[[ Study text open ]]

Stage 3: Semantic Analysis (Phase 3) ✓ Complete

Symbol Table & Scope Management

  • ✓ Scope class with parent chain for lexical scoping
  • ✓ Symbol types: Variable, Function, Struct, Enum, Union, Trait, ErrorSet, Module, TypeAlias
  • ✓ PushScope / PopScope for block boundaries
  • ✓ Two-pass design: pass 1 (declare globals) + pass 2 (analyze bodies)

Name Resolution

  • ✓ Global declaration registration (functions, structs, enums, unions, traits, behaviours, aliases, modules)
  • ✓ Variable name resolution in expressions
  • ✓ Function name resolution for calls
  • ◐ Module-scoped name resolution (mod / use paths — basic path tracking, no multi-file linking)
  • std identifier whitelisted
  • ✓ Built-in identifier whitelist: self, true, false, null, print, println, printf, puts, eprint, eprintln, exit, assert, panic, clock_ms, clock_ns

Declaration Validation

  • ✓ Duplicate declaration detection in same scope
  • ✓ Function parameter count validation on calls
  • ✓ Function argument count validation
  • ✓ Mutability checks (immutable assignment detection)
  • ✓ Undeclared identifier detection
  • ✓ Return type validation (shows expected vs actual types with typeToString)
  • ✓ Function argument type matching
  • ☐ Constant expression evaluation (comptime)
  • ✓ Struct field declaration tracking
  • ✓ Enum variant tracking

Type Checking

  • ✓ Expression type inference for :=
  • ✓ Operator type compatibility (arithmetic, comparison, logical, bitwise) with rich error messages
  • ✓ Assignment type compatibility with typeToString diff messages
  • ✓ Pointer/reference type validation (address-of returns pointer type, dereference requires pointer)
  • ✓ If condition must be boolean
  • ✓ Loop condition must be boolean
  • ✓ Break/skip outside loop detection
  • ✓ Struct field access validation (field existence, returns field type)
  • ✓ Error union handling (error_type extracted from named error sets, try/catch recognized)

[[ Study text closed ]]

> _Prompt A_
Report every line of the listing below that contains the string "positive", matching case exactly.

[[ Dataset records open ]]

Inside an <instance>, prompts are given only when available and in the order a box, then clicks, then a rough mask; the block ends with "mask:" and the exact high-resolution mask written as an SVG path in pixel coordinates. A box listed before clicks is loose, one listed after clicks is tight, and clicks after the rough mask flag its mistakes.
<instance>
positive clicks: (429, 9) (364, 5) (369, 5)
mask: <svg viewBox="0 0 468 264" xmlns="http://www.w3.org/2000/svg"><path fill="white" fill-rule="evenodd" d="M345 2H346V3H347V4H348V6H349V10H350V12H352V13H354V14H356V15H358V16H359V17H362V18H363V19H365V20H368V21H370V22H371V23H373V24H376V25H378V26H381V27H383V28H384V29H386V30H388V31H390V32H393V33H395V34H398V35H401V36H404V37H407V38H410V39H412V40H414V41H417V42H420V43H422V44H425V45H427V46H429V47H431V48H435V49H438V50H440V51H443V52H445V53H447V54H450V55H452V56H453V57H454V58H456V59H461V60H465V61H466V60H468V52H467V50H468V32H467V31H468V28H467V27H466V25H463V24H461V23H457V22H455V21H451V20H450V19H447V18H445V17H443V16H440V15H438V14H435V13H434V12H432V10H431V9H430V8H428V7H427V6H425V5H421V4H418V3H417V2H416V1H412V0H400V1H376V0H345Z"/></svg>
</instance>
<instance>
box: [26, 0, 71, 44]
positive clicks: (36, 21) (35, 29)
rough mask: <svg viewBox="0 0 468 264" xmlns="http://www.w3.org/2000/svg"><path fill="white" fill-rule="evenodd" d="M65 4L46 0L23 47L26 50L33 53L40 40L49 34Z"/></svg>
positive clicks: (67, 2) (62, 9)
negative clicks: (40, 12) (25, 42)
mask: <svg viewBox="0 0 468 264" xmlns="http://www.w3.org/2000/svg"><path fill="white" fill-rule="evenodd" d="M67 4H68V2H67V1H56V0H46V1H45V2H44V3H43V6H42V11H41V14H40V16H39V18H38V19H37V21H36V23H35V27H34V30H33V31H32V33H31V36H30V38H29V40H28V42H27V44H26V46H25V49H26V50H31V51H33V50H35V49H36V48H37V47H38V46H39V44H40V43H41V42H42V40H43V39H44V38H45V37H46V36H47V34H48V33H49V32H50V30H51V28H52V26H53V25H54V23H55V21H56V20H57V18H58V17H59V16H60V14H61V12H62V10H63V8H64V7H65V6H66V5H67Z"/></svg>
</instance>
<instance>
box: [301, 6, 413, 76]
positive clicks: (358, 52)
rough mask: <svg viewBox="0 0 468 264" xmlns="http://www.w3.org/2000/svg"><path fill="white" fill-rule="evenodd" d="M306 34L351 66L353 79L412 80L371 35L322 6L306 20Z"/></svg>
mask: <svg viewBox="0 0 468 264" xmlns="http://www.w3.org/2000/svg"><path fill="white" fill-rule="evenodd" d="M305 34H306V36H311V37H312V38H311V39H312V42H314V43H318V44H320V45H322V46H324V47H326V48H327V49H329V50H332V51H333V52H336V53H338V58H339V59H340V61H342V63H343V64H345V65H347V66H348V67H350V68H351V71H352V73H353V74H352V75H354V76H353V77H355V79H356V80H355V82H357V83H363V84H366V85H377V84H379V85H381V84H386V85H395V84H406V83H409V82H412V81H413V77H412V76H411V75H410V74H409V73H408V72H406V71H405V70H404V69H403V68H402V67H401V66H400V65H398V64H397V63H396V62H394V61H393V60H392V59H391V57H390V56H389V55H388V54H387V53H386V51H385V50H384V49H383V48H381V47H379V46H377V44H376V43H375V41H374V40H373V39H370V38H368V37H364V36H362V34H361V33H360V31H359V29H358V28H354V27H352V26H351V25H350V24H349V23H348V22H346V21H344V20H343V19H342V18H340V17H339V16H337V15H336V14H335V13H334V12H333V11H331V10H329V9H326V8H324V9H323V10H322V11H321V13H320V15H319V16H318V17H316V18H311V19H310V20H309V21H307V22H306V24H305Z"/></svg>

[[ Dataset records closed ]]

> _Prompt B_
From the semantic analysis status list above, reproduce the passage starting at "Type Checking" and ending at "returns field type)", without any alteration.

> _Written solution A_
positive clicks: (429, 9) (364, 5) (369, 5)
positive clicks: (36, 21) (35, 29)
positive clicks: (67, 2) (62, 9)
positive clicks: (358, 52)

> _Written solution B_
Type Checking

  • ✓ Expression type inference for :=
  • ✓ Operator type compatibility (arithmetic, comparison, logical, bitwise) with rich error messages
  • ✓ Assignment type compatibility with typeToString diff messages
  • ✓ Pointer/reference type validation (address-of returns pointer type, dereference requires pointer)
  • ✓ If condition must be boolean
  • ✓ Loop condition must be boolean
  • ✓ Break/skip outside loop detection
  • ✓ Struct field access validation (field existence, returns field type)